**DESCRIPTION OF THE TASK**
Set down exactly the lines from the one containing "Locate the white canvas" through the last line of the data below, and no others.

··· MATERIAL TO PROCESS

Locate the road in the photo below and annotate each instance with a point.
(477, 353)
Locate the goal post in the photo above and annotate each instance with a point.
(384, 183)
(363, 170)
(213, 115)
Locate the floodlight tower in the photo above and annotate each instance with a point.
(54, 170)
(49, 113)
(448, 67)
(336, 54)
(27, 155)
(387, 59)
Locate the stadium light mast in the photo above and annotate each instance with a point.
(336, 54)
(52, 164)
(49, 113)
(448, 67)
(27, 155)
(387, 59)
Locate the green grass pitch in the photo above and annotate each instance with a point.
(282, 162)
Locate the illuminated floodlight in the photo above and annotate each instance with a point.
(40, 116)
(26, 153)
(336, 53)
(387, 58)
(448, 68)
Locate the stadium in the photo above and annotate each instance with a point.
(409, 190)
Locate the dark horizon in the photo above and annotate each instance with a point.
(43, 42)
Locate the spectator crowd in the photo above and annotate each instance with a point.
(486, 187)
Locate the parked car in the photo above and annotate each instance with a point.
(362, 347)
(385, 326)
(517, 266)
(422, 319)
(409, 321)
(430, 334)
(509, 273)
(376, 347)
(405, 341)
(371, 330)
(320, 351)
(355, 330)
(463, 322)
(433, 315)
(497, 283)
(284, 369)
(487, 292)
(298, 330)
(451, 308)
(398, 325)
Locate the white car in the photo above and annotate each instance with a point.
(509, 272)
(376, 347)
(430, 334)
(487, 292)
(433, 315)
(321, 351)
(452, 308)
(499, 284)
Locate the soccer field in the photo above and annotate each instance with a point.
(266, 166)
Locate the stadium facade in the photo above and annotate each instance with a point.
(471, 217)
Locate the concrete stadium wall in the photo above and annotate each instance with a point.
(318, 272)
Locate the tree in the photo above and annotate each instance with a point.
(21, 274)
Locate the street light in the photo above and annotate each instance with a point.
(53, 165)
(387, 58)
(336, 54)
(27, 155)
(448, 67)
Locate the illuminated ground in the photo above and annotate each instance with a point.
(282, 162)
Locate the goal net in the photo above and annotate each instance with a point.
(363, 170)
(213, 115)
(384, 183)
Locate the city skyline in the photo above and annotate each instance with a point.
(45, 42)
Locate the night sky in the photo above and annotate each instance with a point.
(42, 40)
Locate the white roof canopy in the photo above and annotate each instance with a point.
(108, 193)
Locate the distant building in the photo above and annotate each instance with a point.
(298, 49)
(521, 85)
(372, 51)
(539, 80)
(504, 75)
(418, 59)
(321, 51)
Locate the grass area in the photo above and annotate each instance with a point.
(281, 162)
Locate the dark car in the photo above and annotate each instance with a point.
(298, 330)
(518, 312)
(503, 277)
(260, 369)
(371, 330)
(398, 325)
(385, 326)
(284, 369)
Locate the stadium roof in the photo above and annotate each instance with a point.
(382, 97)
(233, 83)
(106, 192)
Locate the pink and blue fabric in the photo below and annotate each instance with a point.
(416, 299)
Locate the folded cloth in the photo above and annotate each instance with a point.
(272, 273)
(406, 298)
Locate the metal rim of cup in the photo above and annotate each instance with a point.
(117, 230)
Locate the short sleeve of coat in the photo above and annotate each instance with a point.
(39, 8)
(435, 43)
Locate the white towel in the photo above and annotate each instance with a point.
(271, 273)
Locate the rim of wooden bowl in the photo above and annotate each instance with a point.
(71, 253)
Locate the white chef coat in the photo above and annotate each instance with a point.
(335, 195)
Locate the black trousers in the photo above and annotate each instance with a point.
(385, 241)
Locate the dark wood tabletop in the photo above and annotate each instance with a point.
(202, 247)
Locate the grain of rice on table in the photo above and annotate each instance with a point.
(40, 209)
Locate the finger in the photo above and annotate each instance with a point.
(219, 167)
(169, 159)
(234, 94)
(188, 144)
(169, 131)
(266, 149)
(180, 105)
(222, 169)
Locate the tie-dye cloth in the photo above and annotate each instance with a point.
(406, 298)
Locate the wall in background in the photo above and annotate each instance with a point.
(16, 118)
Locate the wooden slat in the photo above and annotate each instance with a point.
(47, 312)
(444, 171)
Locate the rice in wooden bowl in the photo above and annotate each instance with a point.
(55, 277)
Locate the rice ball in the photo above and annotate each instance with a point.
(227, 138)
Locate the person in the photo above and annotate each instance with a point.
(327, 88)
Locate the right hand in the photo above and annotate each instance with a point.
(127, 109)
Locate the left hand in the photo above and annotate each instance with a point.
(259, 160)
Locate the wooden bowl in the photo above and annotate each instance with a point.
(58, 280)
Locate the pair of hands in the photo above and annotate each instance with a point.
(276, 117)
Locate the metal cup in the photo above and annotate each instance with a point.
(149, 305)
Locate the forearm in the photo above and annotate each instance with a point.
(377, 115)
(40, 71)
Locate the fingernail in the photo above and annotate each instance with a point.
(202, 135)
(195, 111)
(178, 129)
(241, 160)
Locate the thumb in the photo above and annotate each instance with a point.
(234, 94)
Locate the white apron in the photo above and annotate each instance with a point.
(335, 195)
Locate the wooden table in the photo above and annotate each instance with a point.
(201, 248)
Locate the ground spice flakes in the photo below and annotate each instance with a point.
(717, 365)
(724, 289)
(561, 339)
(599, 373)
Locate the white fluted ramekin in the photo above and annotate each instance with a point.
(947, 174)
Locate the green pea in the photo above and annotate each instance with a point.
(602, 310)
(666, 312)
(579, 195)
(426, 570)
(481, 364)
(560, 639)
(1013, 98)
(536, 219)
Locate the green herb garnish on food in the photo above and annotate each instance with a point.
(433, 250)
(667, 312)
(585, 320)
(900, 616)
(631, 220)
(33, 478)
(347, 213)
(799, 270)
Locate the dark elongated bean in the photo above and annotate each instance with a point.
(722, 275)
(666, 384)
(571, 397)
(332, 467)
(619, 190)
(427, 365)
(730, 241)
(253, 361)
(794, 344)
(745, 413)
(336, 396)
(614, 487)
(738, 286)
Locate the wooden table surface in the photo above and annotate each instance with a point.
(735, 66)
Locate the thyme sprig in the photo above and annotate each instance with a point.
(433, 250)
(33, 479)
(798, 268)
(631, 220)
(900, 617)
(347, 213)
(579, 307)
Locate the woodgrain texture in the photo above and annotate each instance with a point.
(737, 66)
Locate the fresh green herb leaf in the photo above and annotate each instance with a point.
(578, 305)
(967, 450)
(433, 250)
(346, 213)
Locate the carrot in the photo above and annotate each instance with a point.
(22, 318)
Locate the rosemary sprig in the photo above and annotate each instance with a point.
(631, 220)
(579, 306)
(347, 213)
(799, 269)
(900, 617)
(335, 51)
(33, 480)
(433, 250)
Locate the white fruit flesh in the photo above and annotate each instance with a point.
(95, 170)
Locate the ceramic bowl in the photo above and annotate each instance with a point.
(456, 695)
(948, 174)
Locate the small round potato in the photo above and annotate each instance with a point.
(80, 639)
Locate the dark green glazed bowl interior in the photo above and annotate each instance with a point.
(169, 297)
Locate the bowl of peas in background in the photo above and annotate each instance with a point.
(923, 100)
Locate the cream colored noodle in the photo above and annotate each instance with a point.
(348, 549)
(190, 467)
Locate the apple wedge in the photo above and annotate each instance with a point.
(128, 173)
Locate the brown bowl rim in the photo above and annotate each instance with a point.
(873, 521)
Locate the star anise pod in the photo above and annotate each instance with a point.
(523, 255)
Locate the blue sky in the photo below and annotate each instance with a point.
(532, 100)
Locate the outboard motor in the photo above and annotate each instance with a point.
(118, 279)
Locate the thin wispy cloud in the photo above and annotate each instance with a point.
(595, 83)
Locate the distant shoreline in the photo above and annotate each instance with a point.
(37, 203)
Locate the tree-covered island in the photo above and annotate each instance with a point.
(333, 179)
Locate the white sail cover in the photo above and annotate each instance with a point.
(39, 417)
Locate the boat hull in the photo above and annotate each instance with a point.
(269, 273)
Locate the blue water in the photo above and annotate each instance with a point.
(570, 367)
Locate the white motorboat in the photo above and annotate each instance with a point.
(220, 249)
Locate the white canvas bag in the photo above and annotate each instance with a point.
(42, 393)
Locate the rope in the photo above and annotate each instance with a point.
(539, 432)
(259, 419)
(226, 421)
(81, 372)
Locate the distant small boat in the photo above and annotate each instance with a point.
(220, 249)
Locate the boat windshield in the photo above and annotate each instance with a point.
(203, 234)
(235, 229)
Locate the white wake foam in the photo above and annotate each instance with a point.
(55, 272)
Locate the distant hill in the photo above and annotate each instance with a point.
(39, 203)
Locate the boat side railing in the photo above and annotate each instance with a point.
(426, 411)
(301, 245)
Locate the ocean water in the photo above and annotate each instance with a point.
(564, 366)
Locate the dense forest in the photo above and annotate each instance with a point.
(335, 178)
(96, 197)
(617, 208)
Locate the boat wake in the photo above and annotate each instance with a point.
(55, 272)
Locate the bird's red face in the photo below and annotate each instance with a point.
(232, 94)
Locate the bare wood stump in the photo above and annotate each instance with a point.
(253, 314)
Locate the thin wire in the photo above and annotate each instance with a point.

······

**OUTPUT OF THE EXERCISE**
Locate the white canvas bag in the photo above and annotate each instance with a point.
(42, 393)
Locate the rope in the photo above and annotate each instance with a point.
(539, 432)
(259, 419)
(226, 421)
(81, 372)
Locate the distant small boat in the photo above and annotate each instance with a point.
(220, 249)
Locate the boat windshield in the photo above and annotate each instance with a point.
(203, 234)
(235, 229)
Locate the white wake foam in the photo above and annotate each instance with a point.
(55, 272)
Locate the distant hill in the photo above and annotate each instance with a point.
(39, 203)
Locate the boat side railing in the photo above and annotate each instance with a point.
(426, 411)
(301, 245)
Locate the ocean water in the photo above and annotate each instance with a point.
(564, 366)
Locate the dense forest in the photo above and annotate each instance with a point.
(335, 178)
(96, 197)
(617, 208)
Locate the boat wake in the photo above and annotate each instance with a point.
(55, 272)
Locate the bird's red face in the photo below and annotate each instance with a point.
(232, 94)
Locate the bare wood stump in the photo above and annotate each instance with a point.
(253, 314)
Locate the thin wire in the photo above and annotate each instance with a point.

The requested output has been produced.